Empress Wang Shen'ai (王神愛) (384 – September or October 412), formally Empress Anxi (安僖皇后, literally "the peaceful and careful empress") was an empress of Jin Dynasty (266–420).  Her husband was the developmentally disabled Emperor An.

Wang Shen'ai was the daughter of the official Wang Xianzhi, the son of the famed official and calligrapher Wang Xizhi.  Her mother Princess Xin'an was the daughter of Emperor Jianwen, making her and her husband cousins.  In 396, while he was still crown prince under his father Emperor Xiaowu, they married, and she became crown empress.  She was 12, and he was 14.  As he was described to be so developmentally disabled that he could not speak or dress himself, or express whether he was full or hungry, it was unlikely that their marriage was consummated; in any case, they had no children.  Later that year, after Emperor Xiaowu was killed by his concubine Honoured Lady Zhang after humiliating her, Emperor An became emperor. On 3 May 397, she was created empress.

=-=-=

* TASKS TO CARRY OUT
A) In the passage on Empress Wang Shen'ai, on what date was she created empress?
B) From the passage on Empress Wang Shen'ai, extract the wording that begins at "Wang Shen'ai was" and stops after "was created empress.".

* SOURCE MATERIAL
=-=-=

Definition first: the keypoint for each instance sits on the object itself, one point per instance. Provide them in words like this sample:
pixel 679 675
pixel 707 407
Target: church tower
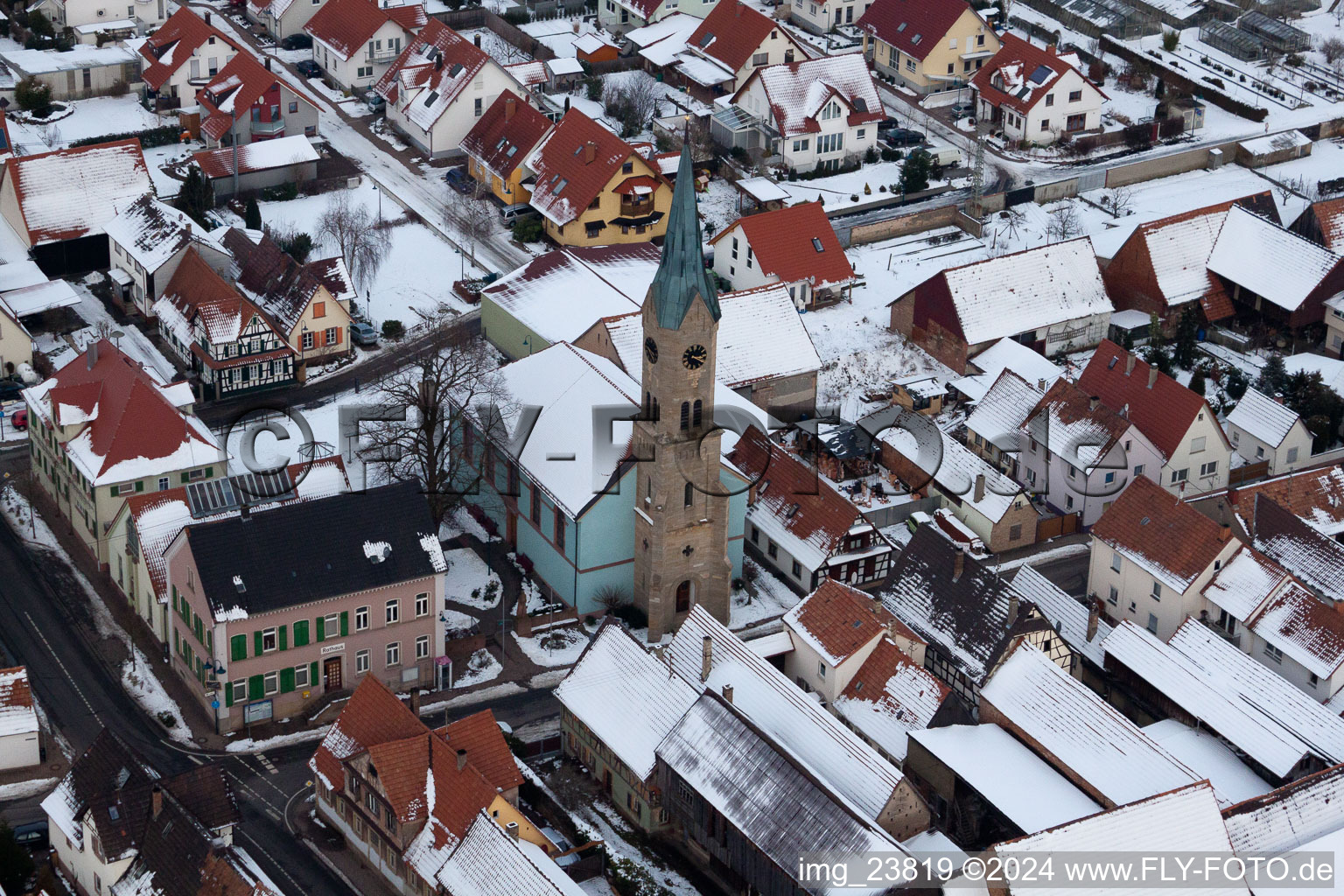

=-=-=

* EXERCISE SOLUTIONS
A) She was created empress on 3 May 397.

B)
Wang Shen'ai was the daughter of the official Wang Xianzhi, the son of the famed official and calligrapher Wang Xizhi.  Her mother Princess Xin'an was the daughter of Emperor Jianwen, making her and her husband cousins.  In 396, while he was still crown prince under his father Emperor Xiaowu, they married, and she became crown empress.  She was 12, and he was 14.  As he was described to be so developmentally disabled that he could not speak or dress himself, or express whether he was full or hungry, it was unlikely that their marriage was consummated; in any case, they had no children.  Later that year, after Emperor Xiaowu was killed by his concubine Honoured Lady Zhang after humiliating her, Emperor An became emperor. On 3 May 397, she was created empress.